## What you are asked to do:
Copy out every record precisely.

## Task input:
<<<<
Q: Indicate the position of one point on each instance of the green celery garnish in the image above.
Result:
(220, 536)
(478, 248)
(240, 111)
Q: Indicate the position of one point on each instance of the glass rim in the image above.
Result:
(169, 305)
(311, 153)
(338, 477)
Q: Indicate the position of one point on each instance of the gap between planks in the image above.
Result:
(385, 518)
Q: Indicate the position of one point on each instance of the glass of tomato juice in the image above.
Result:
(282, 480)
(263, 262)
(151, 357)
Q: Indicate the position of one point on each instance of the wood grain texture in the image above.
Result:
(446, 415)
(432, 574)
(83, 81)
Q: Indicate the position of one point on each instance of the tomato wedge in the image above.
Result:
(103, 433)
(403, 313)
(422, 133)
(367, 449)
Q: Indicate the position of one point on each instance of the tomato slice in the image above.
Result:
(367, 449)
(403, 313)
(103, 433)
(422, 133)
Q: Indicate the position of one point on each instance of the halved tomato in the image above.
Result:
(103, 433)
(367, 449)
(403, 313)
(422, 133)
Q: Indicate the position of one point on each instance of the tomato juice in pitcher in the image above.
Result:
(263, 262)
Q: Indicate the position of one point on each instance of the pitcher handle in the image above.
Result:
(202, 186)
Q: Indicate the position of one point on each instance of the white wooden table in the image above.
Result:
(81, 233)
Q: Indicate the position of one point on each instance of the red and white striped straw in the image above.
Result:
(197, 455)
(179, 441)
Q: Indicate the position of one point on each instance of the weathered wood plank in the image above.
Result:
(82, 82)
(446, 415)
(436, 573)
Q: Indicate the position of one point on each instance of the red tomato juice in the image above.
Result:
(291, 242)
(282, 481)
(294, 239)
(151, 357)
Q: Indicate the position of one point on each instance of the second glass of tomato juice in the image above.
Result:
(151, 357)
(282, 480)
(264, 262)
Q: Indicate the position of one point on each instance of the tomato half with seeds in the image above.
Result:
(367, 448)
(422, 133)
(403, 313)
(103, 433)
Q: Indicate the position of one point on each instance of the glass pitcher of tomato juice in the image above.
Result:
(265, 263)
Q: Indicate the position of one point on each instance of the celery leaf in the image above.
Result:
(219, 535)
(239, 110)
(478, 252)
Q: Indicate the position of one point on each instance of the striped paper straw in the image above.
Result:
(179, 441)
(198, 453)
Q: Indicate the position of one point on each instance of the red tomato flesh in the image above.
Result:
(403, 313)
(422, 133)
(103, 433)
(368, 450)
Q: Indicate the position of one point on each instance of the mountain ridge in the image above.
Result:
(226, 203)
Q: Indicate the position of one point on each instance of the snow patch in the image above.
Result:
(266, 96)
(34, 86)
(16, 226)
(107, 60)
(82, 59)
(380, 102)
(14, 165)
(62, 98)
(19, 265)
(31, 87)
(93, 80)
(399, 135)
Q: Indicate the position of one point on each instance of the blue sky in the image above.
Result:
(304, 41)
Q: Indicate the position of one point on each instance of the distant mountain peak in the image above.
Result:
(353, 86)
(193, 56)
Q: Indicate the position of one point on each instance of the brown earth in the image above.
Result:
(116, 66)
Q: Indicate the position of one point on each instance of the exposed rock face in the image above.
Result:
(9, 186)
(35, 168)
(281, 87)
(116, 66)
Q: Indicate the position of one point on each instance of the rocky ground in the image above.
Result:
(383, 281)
>>>>
## Solution:
Q: Indicate the position of one point on each instance of the green celery garnish in the image above.
Result:
(220, 536)
(478, 248)
(240, 111)
Q: Indicate the position of one point on each instance of the glass rim in the image above.
Result:
(169, 305)
(311, 153)
(338, 477)
Q: Indicate the position of one point on each instance of the gap between planks in the image above.
Result:
(385, 518)
Q: Indicate the position of one point on each instance of the glass of tomato juice in the image above.
Result:
(282, 480)
(263, 262)
(151, 357)
Q: Indicate the position of one point on each instance of the wood grain texture in the image above.
Result:
(446, 415)
(432, 574)
(83, 81)
Q: Indicate the position of one point on each instance of the tomato wedge in the image above.
Result:
(103, 433)
(403, 313)
(422, 133)
(367, 449)
Q: Indicate the position of one point on each instance of the tomato slice in the image above.
Result:
(367, 449)
(403, 313)
(103, 433)
(422, 133)
Q: Indicate the position of one point on each instance of the halved tomato in the image above.
Result:
(103, 433)
(367, 449)
(403, 313)
(422, 133)
Q: Indicate the position of one point on each instance of the tomato juice in pitcher in the image above.
Result:
(263, 262)
Q: Indicate the position of one point on each instance of the pitcher handle in the image above.
Result:
(202, 186)
Q: Indicate the position of one point on each instance of the white wooden table in the image above.
Result:
(81, 233)
Q: Indicate the position of one point on each instance of the red and white striped straw in the image above.
Result:
(197, 455)
(179, 441)
Q: Indicate the position of one point on each instance of the weathered wood plank in the image above.
Result:
(82, 82)
(446, 415)
(436, 573)
Q: Indicate the position of one point on each instance of the red tomato juice in the image above.
Result:
(291, 242)
(282, 481)
(294, 239)
(151, 357)
Q: Indicate the position of one point on each instance of the second glass of tomato juice in the image above.
Result:
(151, 357)
(282, 480)
(264, 262)
Q: Indicate the position of one point on each instance of the tomato half with seeds in the image above.
Result:
(367, 448)
(422, 133)
(403, 313)
(103, 433)
Q: Indicate the position of one point on each instance of the glass pitcher of tomato juice in the image above.
Result:
(265, 263)
Q: Indicate the position of one point on each instance of the celery leaf in the image above.
Result:
(219, 535)
(239, 110)
(478, 252)
Q: Indicate the position of one point on each instance of the striped paper straw in the image above.
Result:
(179, 441)
(198, 453)
Q: Indicate the position of one point on each instance of the red tomato flesh in the image above.
Result:
(403, 313)
(422, 133)
(103, 433)
(368, 450)
Q: Indicate the position of one point on each instance of the mountain ridge in the image above.
Result:
(226, 203)
Q: Indicate the position of one point on each instance of the snow patch in the image above.
Result:
(266, 96)
(34, 86)
(16, 226)
(107, 60)
(82, 59)
(380, 102)
(14, 165)
(62, 98)
(19, 265)
(31, 87)
(93, 80)
(399, 135)
Q: Indicate the position of one point on each instance of the blue sky in the image above.
Result:
(304, 41)
Q: Indicate the position of one point on each instance of the distant mountain peak in the image above.
Result:
(353, 86)
(193, 56)
Q: Indicate the position of one point on each instance of the brown earth in the image above.
Result:
(116, 66)
Q: Indicate the position of one point on each instance of the exposed rock face in the image above.
Result:
(9, 186)
(35, 168)
(281, 87)
(116, 66)
Q: Indicate the position of one point on each instance of the rocky ground in the image above.
Result:
(383, 281)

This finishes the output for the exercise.